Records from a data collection
------------

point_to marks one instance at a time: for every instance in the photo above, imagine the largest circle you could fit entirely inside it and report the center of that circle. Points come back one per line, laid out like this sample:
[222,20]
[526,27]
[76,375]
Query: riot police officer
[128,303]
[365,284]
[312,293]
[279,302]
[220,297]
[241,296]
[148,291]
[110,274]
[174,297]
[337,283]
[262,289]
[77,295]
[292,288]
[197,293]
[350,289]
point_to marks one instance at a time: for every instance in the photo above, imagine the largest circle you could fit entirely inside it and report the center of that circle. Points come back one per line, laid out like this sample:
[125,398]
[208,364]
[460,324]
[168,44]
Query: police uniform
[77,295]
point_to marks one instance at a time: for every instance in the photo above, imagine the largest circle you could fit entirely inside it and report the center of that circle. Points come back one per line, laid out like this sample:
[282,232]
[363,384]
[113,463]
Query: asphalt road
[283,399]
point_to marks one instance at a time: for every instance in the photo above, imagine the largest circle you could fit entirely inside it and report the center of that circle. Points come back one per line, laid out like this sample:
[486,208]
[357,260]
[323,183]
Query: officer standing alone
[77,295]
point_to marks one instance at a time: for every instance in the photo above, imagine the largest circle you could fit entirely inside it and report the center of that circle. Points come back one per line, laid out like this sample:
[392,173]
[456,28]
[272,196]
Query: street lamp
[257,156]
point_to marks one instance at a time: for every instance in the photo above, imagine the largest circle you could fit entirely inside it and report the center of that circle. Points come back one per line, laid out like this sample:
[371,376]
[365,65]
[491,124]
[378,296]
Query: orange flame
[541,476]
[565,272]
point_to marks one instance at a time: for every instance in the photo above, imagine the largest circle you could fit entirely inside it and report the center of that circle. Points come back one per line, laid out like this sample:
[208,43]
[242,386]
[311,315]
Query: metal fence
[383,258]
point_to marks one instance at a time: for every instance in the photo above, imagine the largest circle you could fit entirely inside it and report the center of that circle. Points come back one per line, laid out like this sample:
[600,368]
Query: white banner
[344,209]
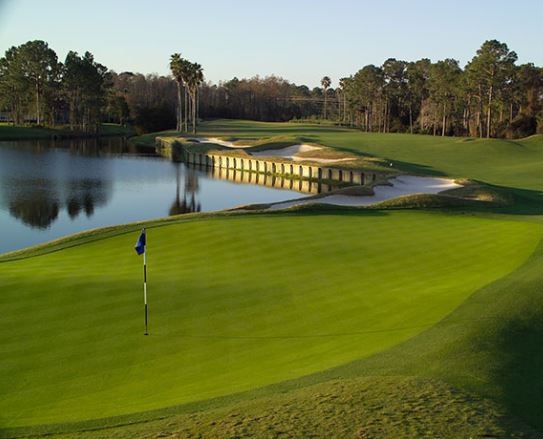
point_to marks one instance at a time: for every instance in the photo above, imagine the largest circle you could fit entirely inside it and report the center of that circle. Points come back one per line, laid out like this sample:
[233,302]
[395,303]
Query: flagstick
[145,288]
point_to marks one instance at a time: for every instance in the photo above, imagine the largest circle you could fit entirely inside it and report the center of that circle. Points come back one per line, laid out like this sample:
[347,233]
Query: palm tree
[325,82]
[176,67]
[195,79]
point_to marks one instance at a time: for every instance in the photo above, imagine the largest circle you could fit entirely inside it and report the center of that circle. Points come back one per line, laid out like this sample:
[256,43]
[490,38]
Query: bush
[522,126]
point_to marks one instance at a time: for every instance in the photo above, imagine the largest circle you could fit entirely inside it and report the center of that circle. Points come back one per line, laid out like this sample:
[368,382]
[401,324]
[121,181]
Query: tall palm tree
[176,67]
[325,82]
[195,77]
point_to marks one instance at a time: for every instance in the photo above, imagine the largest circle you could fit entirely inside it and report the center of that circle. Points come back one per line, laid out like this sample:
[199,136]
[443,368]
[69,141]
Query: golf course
[419,317]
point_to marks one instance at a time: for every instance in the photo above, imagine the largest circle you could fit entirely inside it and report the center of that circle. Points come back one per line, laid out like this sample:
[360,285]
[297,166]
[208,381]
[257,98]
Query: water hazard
[53,188]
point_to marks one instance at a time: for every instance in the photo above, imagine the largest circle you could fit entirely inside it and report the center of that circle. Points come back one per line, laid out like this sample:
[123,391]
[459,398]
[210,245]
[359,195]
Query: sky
[299,40]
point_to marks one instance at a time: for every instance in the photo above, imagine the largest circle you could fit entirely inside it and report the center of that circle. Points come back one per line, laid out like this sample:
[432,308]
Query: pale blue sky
[300,40]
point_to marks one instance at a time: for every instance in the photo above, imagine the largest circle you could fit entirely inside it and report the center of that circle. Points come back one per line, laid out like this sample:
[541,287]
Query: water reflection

------------

- _Problem to work on_:
Please keep every line of the data the same when you reproduce it, and keep every picture out.

- _Reply to the task_:
point_to marks one instance at a time: for every instance in the photo above, imagine the largest circle you could fit entirely inside it and report the center of that circle. Points come back one per line, laid out like this sample:
[222,20]
[526,27]
[76,375]
Query: riot police officer
[128,303]
[365,284]
[312,293]
[279,302]
[220,297]
[241,296]
[148,291]
[110,274]
[174,297]
[337,283]
[262,289]
[77,295]
[292,288]
[197,293]
[350,289]
point_to marks one instance at a time: for every instance in the photo above, imagine the largest circle you could fit entirely inside it and report the center of that circle. Points come back one per line, laid out like this sample:
[125,398]
[208,364]
[460,324]
[168,44]
Query: police uniform
[77,295]
point_to marks one instance at a time: for every instance in the photo above, imagine the largest circle you could fit entirely inside it and report the center of that circle. Points come back one per line, laid out like this sample:
[282,232]
[363,384]
[113,463]
Query: asphalt road
[283,399]
point_to marks one instance at a time: for every instance in the photo above, imagine the largest circle you could fit entirely inside it and report the center of that circle. Points come back one per line, laid out like this sample:
[486,208]
[357,260]
[323,183]
Query: officer standing alone
[77,295]
point_to marks one instance at a time: for every instance in the photo above, imagine the largest circle you could fit entirely inside it and report the center of that circle. Points come back one per line, laid out like this sample:
[392,173]
[456,28]
[272,196]
Query: street lamp
[257,156]
point_to marks one instance at a time: for every instance in the photo above, imagine the largest circle you could fit entirely inside it and report the center of that circle. Points come back one per line, laid out like this sample:
[371,376]
[365,65]
[491,124]
[378,296]
Query: orange flame
[541,476]
[565,272]
point_to marks one instance at a time: for every instance in the photo above, imagine the largest circle you could fit entirely inside it and report the center of that circle. Points come back one per line, laid out like this sample:
[208,43]
[242,386]
[311,315]
Query: metal fence
[383,258]
point_to marks one instance at a time: for every instance in the photo above, imagine the largest circle you could fit entirely inside it and report the center of that circle. Points come back one per line, laid out like this sample:
[600,368]
Query: white banner
[344,209]
point_to marks one instance at a time: for every instance in the photo above, imagine the largest circle you could fit entirely inside it and report the center of that circle. Points come back one per line, laid out like this sample:
[233,302]
[395,303]
Query: flagstick
[145,288]
point_to marks one instance at a time: for every instance in the photo above, imagine the largest circle you could fit entirely inside it and report the center of that circle. Points come back one per line, laid out like this sample:
[347,233]
Query: palm tree
[325,82]
[176,67]
[195,79]
point_to marks one instance at a time: for every instance in the photo above, imagine the largest circle you could fit entirely inside it and report the center of that circle. Points come back one per line, laid out like this sample:
[256,43]
[490,38]
Query: bush
[522,126]
point_to marks one instance at a time: for every instance in the photo above, imagine the largest circle you could fit entirely inside it and report the center of that circle. Points come back one per line, laid out like this sample:
[368,382]
[401,324]
[121,181]
Query: tall palm tree
[176,67]
[325,82]
[195,77]
point_to marks one instance at a time: for every instance in the photo above, imagine the largest circle you could fit entirely inside it and report the center of that circle. Points come back one per line, laid out like this sample:
[199,136]
[443,368]
[69,141]
Query: golf course
[419,317]
point_to marks one instance at a time: for every instance in the photo above, imagine the largest circle you could fit entirely inside it and report the center of that circle. Points come back one per line, laid out like this sample:
[360,285]
[297,166]
[208,381]
[257,98]
Query: water hazard
[53,188]
point_to marks one instance at a time: for every instance in the photo above, imagine the largest circle you could fit entirely inside it and report the center of that circle. Points come back one per line, laid out like this sample:
[123,391]
[459,398]
[210,245]
[359,195]
Query: sky
[299,40]
point_to marks one instance at a time: for every instance in the photo above, imagine the largest circle you could fit entirely inside it and report the center of that circle. Points come back one per line, laid out like this sample:
[432,308]
Query: pale blue sky
[300,40]
point_to marks one instance at a time: for every instance in the photo above, imagine the largest circle you could fit entirely inside it and report the center of that circle. Points come back one per line, laid out like this sample:
[541,287]
Query: water reflection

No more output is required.